+++ ARTICLE +++

Official Code For TDEER: An Efficient Translating Decoding Schema for Joint Extraction of Entities and Relations (EMNLP2021)

Last update: Dec 23, 2022

Related tags

Deep Learning nlp information-extraction emnlp relation-extraction triple-extraction emnlp21

Overview

TDEER 🦌 🦒

Official Code For TDEER: An Efficient Translating Decoding Schema for Joint Extraction of Entities and Relations (EMNLP2021)

Overview

TDEER is an efficient model for joint extraction of entities and relations. Unlike the common decoding approach that predicts the relation between subject and object, we adopt the proposed translating decoding schema: subject + relation -> objects, to decode triples. By the proposed translating decoding schema, TDEER can handle the overlapping triple problem effectively and efficiently. The following figure is an illustration of our models.

+++ DATA LINES +++

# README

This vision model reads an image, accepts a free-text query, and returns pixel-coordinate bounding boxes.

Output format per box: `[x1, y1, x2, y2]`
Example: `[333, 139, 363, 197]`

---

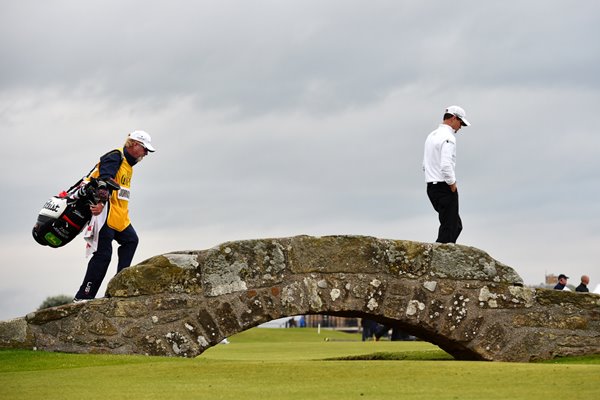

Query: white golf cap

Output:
[129, 131, 156, 152]
[445, 106, 471, 126]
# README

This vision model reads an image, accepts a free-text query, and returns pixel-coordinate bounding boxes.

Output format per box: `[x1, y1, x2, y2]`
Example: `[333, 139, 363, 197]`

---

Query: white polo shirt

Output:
[423, 124, 456, 185]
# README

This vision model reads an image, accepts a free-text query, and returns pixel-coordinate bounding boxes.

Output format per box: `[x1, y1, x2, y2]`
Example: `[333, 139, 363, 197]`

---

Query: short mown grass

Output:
[0, 328, 600, 400]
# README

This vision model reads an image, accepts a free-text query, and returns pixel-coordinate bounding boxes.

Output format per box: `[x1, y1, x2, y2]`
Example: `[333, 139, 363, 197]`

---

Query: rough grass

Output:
[0, 328, 600, 400]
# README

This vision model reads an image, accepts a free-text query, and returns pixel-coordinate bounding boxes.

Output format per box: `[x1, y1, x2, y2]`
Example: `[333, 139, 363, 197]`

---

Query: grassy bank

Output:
[0, 329, 600, 399]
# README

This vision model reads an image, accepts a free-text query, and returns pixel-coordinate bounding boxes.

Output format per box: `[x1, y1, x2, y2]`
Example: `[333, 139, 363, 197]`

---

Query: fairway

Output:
[0, 328, 600, 399]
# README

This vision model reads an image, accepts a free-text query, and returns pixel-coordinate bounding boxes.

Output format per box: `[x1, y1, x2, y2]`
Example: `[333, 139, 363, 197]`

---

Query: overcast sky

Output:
[0, 0, 600, 319]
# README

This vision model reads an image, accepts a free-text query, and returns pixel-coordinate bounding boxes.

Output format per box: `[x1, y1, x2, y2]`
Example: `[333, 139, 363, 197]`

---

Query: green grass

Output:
[0, 328, 600, 400]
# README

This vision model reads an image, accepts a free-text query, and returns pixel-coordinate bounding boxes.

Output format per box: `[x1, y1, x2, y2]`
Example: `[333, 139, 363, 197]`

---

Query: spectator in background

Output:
[575, 275, 590, 293]
[554, 274, 571, 292]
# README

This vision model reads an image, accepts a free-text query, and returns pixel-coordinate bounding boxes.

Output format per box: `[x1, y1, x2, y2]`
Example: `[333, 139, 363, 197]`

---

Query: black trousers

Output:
[427, 182, 462, 243]
[75, 223, 139, 300]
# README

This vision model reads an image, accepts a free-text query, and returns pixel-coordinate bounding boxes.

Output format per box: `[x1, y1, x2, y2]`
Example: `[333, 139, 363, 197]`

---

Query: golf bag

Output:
[32, 178, 120, 248]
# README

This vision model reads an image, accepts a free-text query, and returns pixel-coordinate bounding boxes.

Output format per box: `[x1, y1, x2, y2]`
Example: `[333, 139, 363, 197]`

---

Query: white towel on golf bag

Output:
[83, 207, 108, 258]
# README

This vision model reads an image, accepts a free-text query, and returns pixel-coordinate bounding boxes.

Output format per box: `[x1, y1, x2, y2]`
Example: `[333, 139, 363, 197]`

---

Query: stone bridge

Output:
[0, 236, 600, 362]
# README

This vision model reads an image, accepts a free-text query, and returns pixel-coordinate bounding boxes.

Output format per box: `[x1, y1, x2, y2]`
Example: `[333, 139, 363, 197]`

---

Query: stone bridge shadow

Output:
[0, 236, 600, 361]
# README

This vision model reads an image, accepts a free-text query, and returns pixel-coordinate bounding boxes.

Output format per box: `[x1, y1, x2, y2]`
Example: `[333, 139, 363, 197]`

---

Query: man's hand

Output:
[90, 203, 104, 215]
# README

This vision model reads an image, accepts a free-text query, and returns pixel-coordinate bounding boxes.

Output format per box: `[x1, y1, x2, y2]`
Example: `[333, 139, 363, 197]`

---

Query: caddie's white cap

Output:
[129, 131, 156, 152]
[445, 106, 471, 126]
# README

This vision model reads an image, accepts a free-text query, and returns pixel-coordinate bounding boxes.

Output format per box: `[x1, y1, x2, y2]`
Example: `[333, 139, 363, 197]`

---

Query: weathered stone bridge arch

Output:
[0, 236, 600, 361]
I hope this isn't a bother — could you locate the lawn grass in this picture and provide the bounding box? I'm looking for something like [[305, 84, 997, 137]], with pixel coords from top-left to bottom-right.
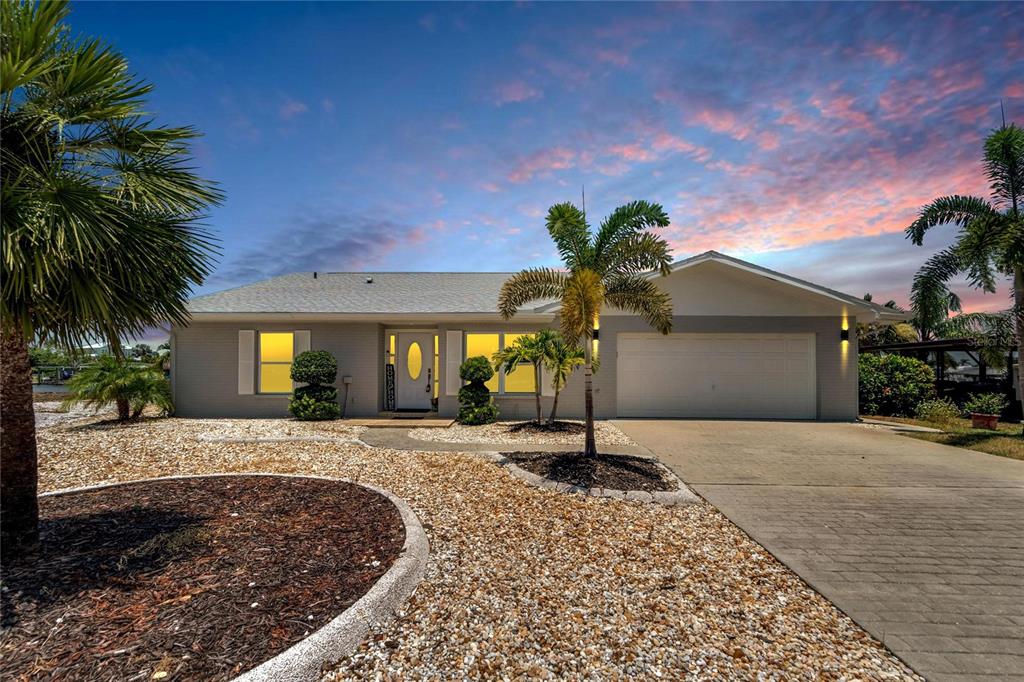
[[867, 417, 1024, 460]]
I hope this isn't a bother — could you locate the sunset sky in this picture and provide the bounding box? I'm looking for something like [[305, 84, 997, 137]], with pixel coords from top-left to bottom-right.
[[71, 2, 1024, 309]]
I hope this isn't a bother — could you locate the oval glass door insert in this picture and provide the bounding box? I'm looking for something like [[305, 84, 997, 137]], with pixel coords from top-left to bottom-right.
[[406, 341, 423, 381]]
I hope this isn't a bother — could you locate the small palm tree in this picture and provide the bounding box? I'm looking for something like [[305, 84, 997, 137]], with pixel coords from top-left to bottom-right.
[[906, 124, 1024, 419], [498, 201, 672, 457], [65, 355, 174, 422], [544, 334, 585, 425], [0, 1, 220, 560], [490, 329, 558, 424]]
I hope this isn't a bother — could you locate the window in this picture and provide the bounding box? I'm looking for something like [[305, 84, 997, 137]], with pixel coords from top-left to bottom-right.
[[259, 332, 295, 393], [466, 332, 537, 393]]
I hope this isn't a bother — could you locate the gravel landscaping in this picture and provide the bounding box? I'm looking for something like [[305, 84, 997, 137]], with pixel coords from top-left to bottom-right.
[[25, 411, 912, 680], [0, 476, 406, 680], [409, 421, 636, 446]]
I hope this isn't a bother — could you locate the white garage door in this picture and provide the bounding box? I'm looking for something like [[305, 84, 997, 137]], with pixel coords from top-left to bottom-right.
[[616, 334, 817, 419]]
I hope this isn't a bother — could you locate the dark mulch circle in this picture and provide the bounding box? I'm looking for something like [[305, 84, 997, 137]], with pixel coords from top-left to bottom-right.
[[0, 476, 406, 680], [502, 453, 678, 493]]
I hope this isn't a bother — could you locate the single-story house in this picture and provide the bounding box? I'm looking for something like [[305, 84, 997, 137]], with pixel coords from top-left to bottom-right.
[[171, 251, 905, 420]]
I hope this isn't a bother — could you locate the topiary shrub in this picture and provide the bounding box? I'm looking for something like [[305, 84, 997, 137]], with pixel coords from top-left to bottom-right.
[[456, 355, 498, 426], [915, 398, 961, 426], [857, 353, 935, 417], [288, 350, 341, 421]]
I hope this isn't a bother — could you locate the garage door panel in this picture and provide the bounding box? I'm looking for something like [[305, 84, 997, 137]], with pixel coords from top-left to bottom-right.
[[617, 334, 817, 419]]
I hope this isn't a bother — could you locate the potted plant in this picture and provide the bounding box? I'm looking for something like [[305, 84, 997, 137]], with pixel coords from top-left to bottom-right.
[[964, 393, 1007, 430]]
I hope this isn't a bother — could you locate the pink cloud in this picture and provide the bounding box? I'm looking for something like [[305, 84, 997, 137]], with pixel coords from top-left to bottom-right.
[[494, 81, 544, 106], [278, 99, 309, 121], [508, 146, 577, 183]]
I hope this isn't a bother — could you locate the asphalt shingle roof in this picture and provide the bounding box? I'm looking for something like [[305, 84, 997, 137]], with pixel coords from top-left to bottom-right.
[[188, 272, 520, 313]]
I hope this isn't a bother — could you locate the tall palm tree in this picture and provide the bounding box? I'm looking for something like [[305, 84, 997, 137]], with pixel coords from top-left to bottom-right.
[[906, 123, 1024, 421], [498, 201, 672, 457], [0, 1, 221, 559], [544, 334, 585, 425]]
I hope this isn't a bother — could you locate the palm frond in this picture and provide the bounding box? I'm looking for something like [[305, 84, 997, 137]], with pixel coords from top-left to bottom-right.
[[604, 275, 673, 334], [498, 267, 568, 319], [906, 195, 995, 246], [547, 203, 594, 270]]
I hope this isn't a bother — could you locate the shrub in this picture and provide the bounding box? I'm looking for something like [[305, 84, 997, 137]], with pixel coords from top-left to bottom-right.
[[292, 350, 338, 386], [964, 393, 1009, 415], [857, 353, 935, 417], [288, 350, 341, 421], [915, 398, 961, 426], [456, 355, 498, 426], [288, 395, 341, 422]]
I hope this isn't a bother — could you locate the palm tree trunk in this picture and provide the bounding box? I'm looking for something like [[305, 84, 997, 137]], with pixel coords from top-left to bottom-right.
[[548, 386, 562, 426], [1014, 265, 1024, 436], [583, 337, 597, 458], [0, 326, 39, 563], [534, 363, 544, 426]]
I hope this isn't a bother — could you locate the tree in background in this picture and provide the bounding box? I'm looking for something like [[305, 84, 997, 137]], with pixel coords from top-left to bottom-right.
[[0, 2, 220, 559], [65, 355, 174, 422], [498, 201, 672, 457], [906, 124, 1024, 428]]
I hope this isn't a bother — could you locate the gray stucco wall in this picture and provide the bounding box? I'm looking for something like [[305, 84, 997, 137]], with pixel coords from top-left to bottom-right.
[[172, 314, 857, 420], [171, 323, 384, 417]]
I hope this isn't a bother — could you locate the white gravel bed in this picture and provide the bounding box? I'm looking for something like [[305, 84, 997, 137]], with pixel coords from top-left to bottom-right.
[[39, 419, 913, 680], [409, 420, 636, 447]]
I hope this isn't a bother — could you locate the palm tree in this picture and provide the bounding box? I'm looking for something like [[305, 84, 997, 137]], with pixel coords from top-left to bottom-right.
[[65, 355, 174, 422], [498, 201, 672, 457], [906, 123, 1024, 421], [0, 1, 220, 559], [544, 334, 584, 426], [490, 329, 558, 424]]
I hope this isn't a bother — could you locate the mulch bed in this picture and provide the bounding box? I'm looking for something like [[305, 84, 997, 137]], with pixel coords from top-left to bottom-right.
[[0, 476, 406, 680], [502, 453, 678, 493]]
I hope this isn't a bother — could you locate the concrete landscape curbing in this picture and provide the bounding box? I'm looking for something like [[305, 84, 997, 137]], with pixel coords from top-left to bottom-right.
[[476, 452, 700, 507], [40, 472, 430, 682]]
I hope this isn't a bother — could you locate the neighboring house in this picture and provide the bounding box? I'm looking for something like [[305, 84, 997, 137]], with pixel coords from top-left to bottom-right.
[[171, 251, 906, 420]]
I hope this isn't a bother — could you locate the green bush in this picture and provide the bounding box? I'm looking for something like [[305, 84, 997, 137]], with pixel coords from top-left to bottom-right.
[[964, 393, 1009, 415], [292, 350, 338, 385], [857, 353, 935, 417], [456, 355, 498, 426], [288, 395, 341, 422], [914, 398, 961, 426], [288, 350, 341, 421]]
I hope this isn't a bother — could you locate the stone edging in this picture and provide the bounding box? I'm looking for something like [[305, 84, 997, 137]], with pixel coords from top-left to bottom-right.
[[40, 472, 430, 682], [475, 452, 700, 507]]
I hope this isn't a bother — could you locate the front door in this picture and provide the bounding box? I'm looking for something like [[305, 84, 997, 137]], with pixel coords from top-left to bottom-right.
[[394, 332, 434, 410]]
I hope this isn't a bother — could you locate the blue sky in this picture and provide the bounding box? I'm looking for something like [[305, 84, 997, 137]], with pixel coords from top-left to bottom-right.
[[70, 2, 1024, 308]]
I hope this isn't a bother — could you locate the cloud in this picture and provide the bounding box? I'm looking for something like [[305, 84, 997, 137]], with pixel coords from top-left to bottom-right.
[[210, 210, 432, 280], [278, 98, 309, 121], [493, 80, 544, 106]]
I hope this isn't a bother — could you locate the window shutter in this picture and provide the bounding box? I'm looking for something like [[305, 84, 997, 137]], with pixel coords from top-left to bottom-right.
[[541, 365, 555, 395], [292, 329, 309, 357], [239, 329, 256, 395], [444, 330, 462, 395]]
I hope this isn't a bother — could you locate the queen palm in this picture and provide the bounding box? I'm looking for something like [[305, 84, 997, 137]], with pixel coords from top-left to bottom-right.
[[498, 201, 672, 457], [0, 2, 220, 559], [906, 124, 1024, 425]]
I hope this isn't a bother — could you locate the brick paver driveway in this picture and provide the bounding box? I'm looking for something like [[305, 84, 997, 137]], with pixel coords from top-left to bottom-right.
[[616, 420, 1024, 680]]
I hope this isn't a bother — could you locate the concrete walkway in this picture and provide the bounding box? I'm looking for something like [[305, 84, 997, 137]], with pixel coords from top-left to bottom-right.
[[615, 421, 1024, 680]]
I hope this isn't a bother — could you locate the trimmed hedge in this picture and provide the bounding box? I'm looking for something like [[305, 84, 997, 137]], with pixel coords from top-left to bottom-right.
[[456, 355, 498, 426], [857, 353, 935, 417], [288, 350, 341, 421]]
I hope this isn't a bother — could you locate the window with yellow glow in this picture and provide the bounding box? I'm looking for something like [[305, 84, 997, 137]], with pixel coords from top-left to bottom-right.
[[504, 334, 537, 393], [259, 332, 295, 393], [466, 334, 501, 393]]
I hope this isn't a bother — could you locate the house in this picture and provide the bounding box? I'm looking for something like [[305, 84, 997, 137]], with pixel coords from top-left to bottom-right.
[[171, 251, 905, 420]]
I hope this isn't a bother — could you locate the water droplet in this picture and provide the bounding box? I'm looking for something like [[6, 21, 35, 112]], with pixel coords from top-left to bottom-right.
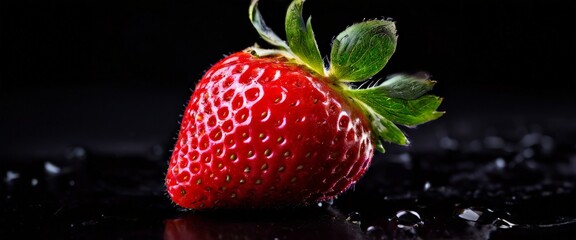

+++

#### [REQUESTS]
(A) From the TDEER page, copy out word for word the passage that opens with the words containing "TDEER is an" and closes with "of our models.".
(B) Answer these from the TDEER page:
(i) When was the page last updated?
(ii) At which conference was TDEER presented?
(iii) What problem does the translating decoding schema let TDEER handle?
(C) Write the next part of the TDEER page, starting after its final sentence.

#### [EXPECTED RESPONSES]
(A)
TDEER is an efficient model for joint extraction of entities and relations. Unlike the common decoding approach that predicts the relation between subject and object, we adopt the proposed translating decoding schema: subject + relation -> objects, to decode triples. By the proposed translating decoding schema, TDEER can handle the overlapping triple problem effectively and efficiently. The following figure is an illustration of our models.

(B)
(i) Dec 23, 2022
(ii) EMNLP2021
(iii) The overlapping triple problem

(C)
Reproduction Steps

1. Environment

We conducted experiments under python3.7 and used GPUs device to accelerate computing.

You should first prepare the tensorflow version in terms of your GPU environment. For tensorflow version, we recommend tensorflow-gpu==1.15.0.

Then, you can install the other required dependencies by the following script.

pip install -r requirements.txt

2. Prepare Data

We follow weizhepei/CasRel to prepare datas.

For convenience, we have uploaded our processed data in this repository via git-lfs. To use the processed data, you could download the data and decompress it (data.zip) into the data folder.

3. Download Pretrained BERT

Click 👉 BERT-Base-Cased to download the pretrained model and then decompress to pretrained-bert folder.

4. Train & Eval

You can use run.py with --do_train to train the model. After training, you can also use run.py with --do_test to evaluate data.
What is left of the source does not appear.